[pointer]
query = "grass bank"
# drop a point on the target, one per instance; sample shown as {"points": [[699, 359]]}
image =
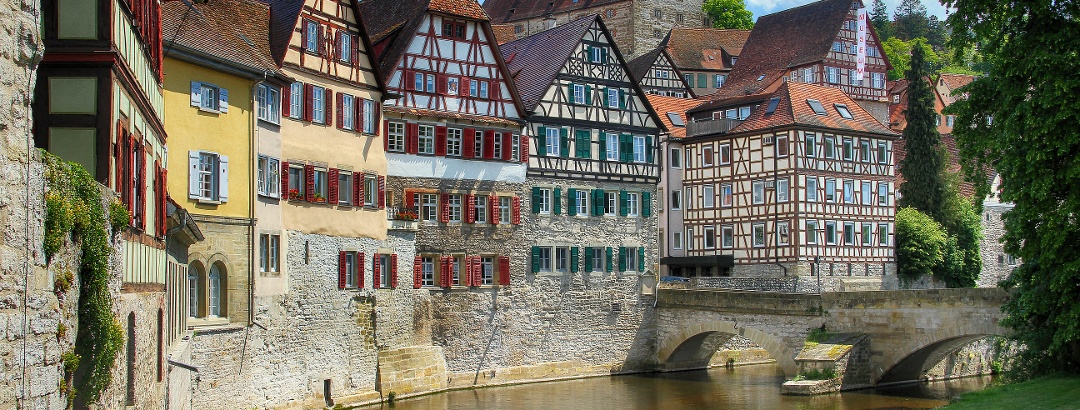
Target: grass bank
{"points": [[1051, 392]]}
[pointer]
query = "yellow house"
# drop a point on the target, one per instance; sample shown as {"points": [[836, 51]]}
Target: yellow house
{"points": [[216, 87]]}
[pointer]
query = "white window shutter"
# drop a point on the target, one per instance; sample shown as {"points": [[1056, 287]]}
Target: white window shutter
{"points": [[223, 100], [196, 94], [193, 174], [223, 179]]}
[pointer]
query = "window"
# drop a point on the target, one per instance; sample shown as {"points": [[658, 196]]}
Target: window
{"points": [[758, 192], [269, 250], [639, 148], [454, 141], [710, 237], [395, 136], [758, 235], [345, 188], [426, 139], [551, 141], [269, 99], [782, 188], [348, 112], [269, 177], [345, 48]]}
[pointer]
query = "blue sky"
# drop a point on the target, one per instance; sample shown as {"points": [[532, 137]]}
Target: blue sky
{"points": [[760, 8]]}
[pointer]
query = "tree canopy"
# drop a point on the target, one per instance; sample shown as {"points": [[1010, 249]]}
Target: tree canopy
{"points": [[1022, 120], [728, 14]]}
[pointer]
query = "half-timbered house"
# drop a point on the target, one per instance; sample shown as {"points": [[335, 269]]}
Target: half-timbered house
{"points": [[817, 43], [593, 166], [656, 72], [454, 141], [804, 186]]}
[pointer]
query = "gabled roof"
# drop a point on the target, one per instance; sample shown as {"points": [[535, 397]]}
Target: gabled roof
{"points": [[702, 49], [505, 11], [230, 32], [665, 105], [794, 109], [784, 40]]}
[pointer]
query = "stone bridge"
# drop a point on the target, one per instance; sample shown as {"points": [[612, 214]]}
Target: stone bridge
{"points": [[909, 330]]}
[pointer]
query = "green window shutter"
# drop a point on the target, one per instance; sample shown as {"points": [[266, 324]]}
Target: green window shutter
{"points": [[646, 204], [571, 202], [536, 259], [564, 142], [558, 202], [623, 207], [536, 200]]}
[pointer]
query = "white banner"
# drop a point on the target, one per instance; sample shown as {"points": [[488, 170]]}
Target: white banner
{"points": [[861, 43]]}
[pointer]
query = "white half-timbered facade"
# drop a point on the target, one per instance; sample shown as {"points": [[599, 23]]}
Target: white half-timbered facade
{"points": [[806, 182]]}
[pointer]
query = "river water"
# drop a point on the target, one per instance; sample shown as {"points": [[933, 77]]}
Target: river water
{"points": [[742, 387]]}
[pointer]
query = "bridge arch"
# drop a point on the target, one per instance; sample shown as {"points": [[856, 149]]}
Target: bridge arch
{"points": [[912, 360], [693, 345]]}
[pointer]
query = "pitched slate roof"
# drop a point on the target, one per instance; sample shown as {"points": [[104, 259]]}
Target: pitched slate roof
{"points": [[504, 11], [664, 105], [793, 109], [702, 49], [784, 40], [231, 31]]}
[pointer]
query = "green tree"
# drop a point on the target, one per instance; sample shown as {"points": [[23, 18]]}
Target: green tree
{"points": [[923, 165], [1022, 119], [728, 14]]}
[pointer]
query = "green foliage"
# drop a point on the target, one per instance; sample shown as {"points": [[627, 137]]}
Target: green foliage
{"points": [[98, 337], [920, 243], [1022, 121], [728, 14]]}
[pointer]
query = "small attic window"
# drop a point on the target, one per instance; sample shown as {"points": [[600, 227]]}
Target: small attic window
{"points": [[772, 106], [675, 119], [842, 109]]}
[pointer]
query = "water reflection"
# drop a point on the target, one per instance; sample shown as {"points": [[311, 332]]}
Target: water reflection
{"points": [[744, 387]]}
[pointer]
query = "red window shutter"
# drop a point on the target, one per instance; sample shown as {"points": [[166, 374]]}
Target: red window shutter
{"points": [[504, 271], [393, 271], [515, 210], [358, 182], [508, 146], [341, 273], [286, 99], [309, 182], [412, 137], [333, 194], [417, 272], [489, 144], [470, 208], [376, 272], [309, 92], [284, 180], [468, 141], [381, 197], [525, 149], [328, 97], [441, 140], [444, 215]]}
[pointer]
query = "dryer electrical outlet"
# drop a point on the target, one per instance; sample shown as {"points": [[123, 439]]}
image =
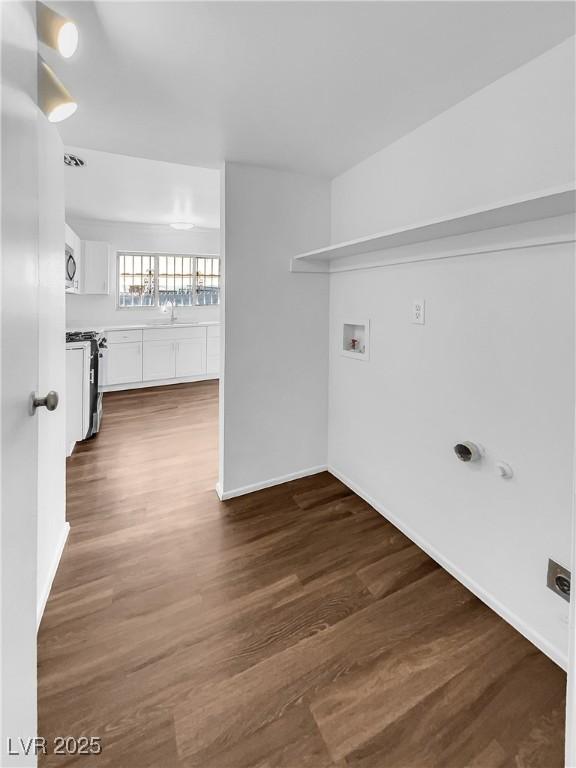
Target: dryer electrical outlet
{"points": [[418, 307]]}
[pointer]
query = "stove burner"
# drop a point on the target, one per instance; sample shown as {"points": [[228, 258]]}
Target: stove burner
{"points": [[82, 335]]}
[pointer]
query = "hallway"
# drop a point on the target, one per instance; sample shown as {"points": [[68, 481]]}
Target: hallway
{"points": [[290, 628]]}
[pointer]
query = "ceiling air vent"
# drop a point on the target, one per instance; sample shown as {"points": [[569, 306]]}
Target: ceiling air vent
{"points": [[73, 160]]}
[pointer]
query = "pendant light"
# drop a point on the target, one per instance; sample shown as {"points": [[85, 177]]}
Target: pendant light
{"points": [[56, 31], [53, 98]]}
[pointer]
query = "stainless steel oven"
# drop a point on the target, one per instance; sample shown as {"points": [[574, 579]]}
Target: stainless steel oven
{"points": [[97, 344]]}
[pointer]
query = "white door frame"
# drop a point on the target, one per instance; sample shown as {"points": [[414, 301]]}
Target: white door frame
{"points": [[570, 752], [18, 379]]}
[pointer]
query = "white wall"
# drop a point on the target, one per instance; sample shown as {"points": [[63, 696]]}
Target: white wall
{"points": [[273, 421], [52, 526], [93, 310], [513, 138], [493, 363]]}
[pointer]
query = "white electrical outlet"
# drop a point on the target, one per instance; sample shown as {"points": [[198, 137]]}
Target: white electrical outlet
{"points": [[418, 311]]}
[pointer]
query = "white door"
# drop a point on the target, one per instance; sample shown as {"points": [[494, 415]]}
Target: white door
{"points": [[19, 378], [52, 526], [158, 360], [191, 357], [124, 363]]}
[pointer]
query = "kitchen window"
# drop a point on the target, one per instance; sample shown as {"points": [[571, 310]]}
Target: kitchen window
{"points": [[152, 280]]}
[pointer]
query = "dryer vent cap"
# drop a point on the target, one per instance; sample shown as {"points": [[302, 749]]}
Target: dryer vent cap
{"points": [[73, 160], [467, 451]]}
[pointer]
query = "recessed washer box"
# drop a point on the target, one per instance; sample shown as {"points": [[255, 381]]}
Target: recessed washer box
{"points": [[354, 339]]}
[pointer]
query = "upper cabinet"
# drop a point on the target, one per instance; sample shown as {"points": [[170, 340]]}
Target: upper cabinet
{"points": [[95, 267], [92, 262]]}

• **AIM**
Report each line in the records that contains the string "cabinet", counting only matches with the same letter case.

• **THE OUTPUT**
query = "upper cabinet"
Target: upper cabinet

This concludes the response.